# [DIRECTIONS FOR THIS TASK]
Can you put the items below into a two-column CSV with the columns instruction and answer, one row per item? Put each item's full text in instruction and its answer in answer, each in a single quoted field with line breaks turned into spaces.

# [SUPPLIED RECORDS]

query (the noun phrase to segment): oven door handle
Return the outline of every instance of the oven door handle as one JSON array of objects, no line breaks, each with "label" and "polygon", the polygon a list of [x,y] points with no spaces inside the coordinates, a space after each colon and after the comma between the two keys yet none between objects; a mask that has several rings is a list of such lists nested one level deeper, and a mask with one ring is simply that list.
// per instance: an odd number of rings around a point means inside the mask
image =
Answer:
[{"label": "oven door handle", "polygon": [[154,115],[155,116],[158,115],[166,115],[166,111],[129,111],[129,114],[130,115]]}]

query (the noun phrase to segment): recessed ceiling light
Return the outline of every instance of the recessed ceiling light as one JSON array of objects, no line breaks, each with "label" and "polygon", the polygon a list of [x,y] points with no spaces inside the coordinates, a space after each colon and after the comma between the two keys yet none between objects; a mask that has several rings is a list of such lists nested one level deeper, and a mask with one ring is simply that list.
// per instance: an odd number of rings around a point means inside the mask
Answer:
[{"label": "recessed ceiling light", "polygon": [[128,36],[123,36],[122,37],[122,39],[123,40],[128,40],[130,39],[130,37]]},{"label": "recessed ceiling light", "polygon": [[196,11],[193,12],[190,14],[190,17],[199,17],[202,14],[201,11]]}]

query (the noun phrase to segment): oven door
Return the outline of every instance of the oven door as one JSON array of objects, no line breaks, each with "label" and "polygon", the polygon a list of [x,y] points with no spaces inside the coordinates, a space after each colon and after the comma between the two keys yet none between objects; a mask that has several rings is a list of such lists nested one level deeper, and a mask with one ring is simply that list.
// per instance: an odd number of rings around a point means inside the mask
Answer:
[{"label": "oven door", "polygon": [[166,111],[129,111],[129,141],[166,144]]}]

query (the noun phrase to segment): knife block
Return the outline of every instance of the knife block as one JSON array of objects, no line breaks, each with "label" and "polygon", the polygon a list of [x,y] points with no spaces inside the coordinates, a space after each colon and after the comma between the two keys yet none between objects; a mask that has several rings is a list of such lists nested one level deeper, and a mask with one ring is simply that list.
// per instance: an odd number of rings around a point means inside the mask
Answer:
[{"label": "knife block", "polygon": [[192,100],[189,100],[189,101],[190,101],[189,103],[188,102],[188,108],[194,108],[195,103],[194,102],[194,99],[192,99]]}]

# [RESULT OF THIS EXERCISE]
instruction,answer
"query (the noun phrase to segment): oven door handle Return the outline of every instance of the oven door handle as one JSON array of objects, no line breaks, each with ""label"" and ""polygon"", the polygon a list of [x,y] points with no spaces inside the coordinates, a space after each colon and after the comma between the two keys yet none between objects; a mask that has several rings is a list of such lists nested one level deeper, and a mask with one ring is simply that list. // per instance: an odd number of rings around a point means inside the mask image = Answer:","[{""label"": ""oven door handle"", ""polygon"": [[154,115],[155,116],[158,115],[166,115],[166,111],[129,111],[129,114],[130,115]]}]"
"query (the noun phrase to segment): recessed ceiling light Return the outline of every instance of the recessed ceiling light as one JSON array of objects, no line breaks, each with ""label"" and ""polygon"", the polygon a list of [x,y] points with no spaces inside the coordinates, a space after each colon and after the comma between the two keys yet none between objects; a mask that has several rings is a list of such lists nested one level deeper, and a mask with one ring is simply that list. // per instance: an odd number of rings around a point means inside the mask Answer:","[{""label"": ""recessed ceiling light"", ""polygon"": [[128,36],[123,36],[122,37],[122,39],[123,40],[128,40],[130,39],[130,37]]},{""label"": ""recessed ceiling light"", ""polygon"": [[196,11],[193,12],[190,14],[190,17],[199,17],[202,14],[201,11]]}]"
"query (the noun phrase to segment): oven door Return the outline of every instance of the oven door as one JSON array of objects, no line breaks, each with ""label"" and ""polygon"", the polygon a list of [x,y] points with no spaces inside the coordinates, a space after each colon and after the comma between the two keys yet none between objects; a mask that has several rings is a list of such lists nested one level deeper, and a mask with one ring is simply that list. // per instance: an odd number of rings around a point means inside the mask Answer:","[{""label"": ""oven door"", ""polygon"": [[166,111],[129,111],[129,141],[166,144]]}]"
"query (the noun phrase to segment): knife block Return the outline of every instance of the knife block as one JSON array of objects, no line breaks, each with ""label"" and ""polygon"", the polygon a list of [x,y] points with no spaces inside the coordinates, a space after each colon and after the comma between the two keys yet none between objects; a mask that has several rings is a list of such lists nested one level deeper, and a mask with one ring is simply that list. // per instance: an odd number of rings around a point means inside the mask Answer:","[{""label"": ""knife block"", ""polygon"": [[192,100],[189,100],[189,101],[190,101],[189,103],[188,102],[188,108],[194,108],[195,103],[194,102],[194,99],[192,99]]}]"